* **Required actions**:
a) Can you extract the stretch of the tube comparison notes from "12at7 -- Full" through "for more voltage.."?
b) Will you put the records, from the line containing "of the limestone" through the end of the records, into a JSON list of strings with one string per line and no blank lines?

* **Passage to read**:

--

12at7 -- Full on Distortion pedal, with good gain, my NOS at7 had noise, so while I loved the tone, did not like the whine
ECC99... if it was not so big and get so hot (pulls more 400ma for heaters) this would be what I would use.. with the heat of the tube and voltage regulator for heaters this pedal got hot.. just a note
5751 -- good sounding, good boost.. nice warm overdrive but bad when gain turned more than 75%

I also use the Russian (like most new tubes are not made there) needed to adapt for 6.3 on heaters so more heat from the voltage regulator..
6N6P --- same as ECC99 but less costly, more heater current.
6N2P -- close to the 5751.. a little better sounding but I believe my 5751 is going micro-phonic..

as for more voltage..

you can add more voltage and get more clean.. you may have to watch output voltage as the swing gets bigger, into a tube amp is really no big deal but a poorly created SS amp would have issues.

--

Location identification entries
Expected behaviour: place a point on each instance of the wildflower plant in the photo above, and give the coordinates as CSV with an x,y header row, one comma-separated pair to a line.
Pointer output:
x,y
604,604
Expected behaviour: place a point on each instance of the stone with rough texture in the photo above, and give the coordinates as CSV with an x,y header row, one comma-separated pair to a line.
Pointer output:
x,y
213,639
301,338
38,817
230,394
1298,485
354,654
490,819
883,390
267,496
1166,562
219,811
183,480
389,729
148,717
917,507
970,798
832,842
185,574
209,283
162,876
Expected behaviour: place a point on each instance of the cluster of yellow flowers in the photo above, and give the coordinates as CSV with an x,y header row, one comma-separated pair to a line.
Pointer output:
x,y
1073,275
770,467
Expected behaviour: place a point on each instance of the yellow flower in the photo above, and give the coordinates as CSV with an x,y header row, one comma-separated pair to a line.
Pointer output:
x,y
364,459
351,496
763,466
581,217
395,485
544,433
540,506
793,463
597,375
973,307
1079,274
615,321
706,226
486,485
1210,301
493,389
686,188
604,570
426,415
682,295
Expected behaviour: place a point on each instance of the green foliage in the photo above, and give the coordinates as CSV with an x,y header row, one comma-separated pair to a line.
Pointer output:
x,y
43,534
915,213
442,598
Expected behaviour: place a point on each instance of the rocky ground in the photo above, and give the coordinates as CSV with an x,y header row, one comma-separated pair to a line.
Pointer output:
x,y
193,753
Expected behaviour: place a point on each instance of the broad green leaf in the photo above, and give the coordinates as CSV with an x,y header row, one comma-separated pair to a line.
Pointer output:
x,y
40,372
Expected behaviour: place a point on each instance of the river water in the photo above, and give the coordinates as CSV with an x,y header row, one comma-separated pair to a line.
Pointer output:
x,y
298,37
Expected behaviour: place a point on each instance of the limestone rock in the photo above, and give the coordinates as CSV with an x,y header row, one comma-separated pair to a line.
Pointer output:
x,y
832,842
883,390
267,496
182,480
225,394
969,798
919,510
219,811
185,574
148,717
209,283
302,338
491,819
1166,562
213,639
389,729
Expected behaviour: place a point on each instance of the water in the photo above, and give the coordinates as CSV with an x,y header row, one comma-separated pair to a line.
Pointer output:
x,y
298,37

--

* **Responses for each task**:
a)
12at7 -- Full on Distortion pedal, with good gain, my NOS at7 had noise, so while I loved the tone, did not like the whine
ECC99... if it was not so big and get so hot (pulls more 400ma for heaters) this would be what I would use.. with the heat of the tube and voltage regulator for heaters this pedal got hot.. just a note
5751 -- good sounding, good boost.. nice warm overdrive but bad when gain turned more than 75%

I also use the Russian (like most new tubes are not made there) needed to adapt for 6.3 on heaters so more heat from the voltage regulator..
6N6P --- same as ECC99 but less costly, more heater current.
6N2P -- close to the 5751.. a little better sounding but I believe my 5751 is going micro-phonic..

as for more voltage..

b)
[
  "Expected behaviour: place a point on each instance of the limestone rock in the photo above, and give the coordinates as CSV with an x,y header row, one comma-separated pair to a line.",
  "Pointer output:",
  "x,y",
  "832,842",
  "883,390",
  "267,496",
  "182,480",
  "225,394",
  "969,798",
  "919,510",
  "219,811",
  "185,574",
  "148,717",
  "209,283",
  "302,338",
  "491,819",
  "1166,562",
  "213,639",
  "389,729",
  "Expected behaviour: place a point on each instance of the water in the photo above, and give the coordinates as CSV with an x,y header row, one comma-separated pair to a line.",
  "Pointer output:",
  "x,y",
  "298,37"
]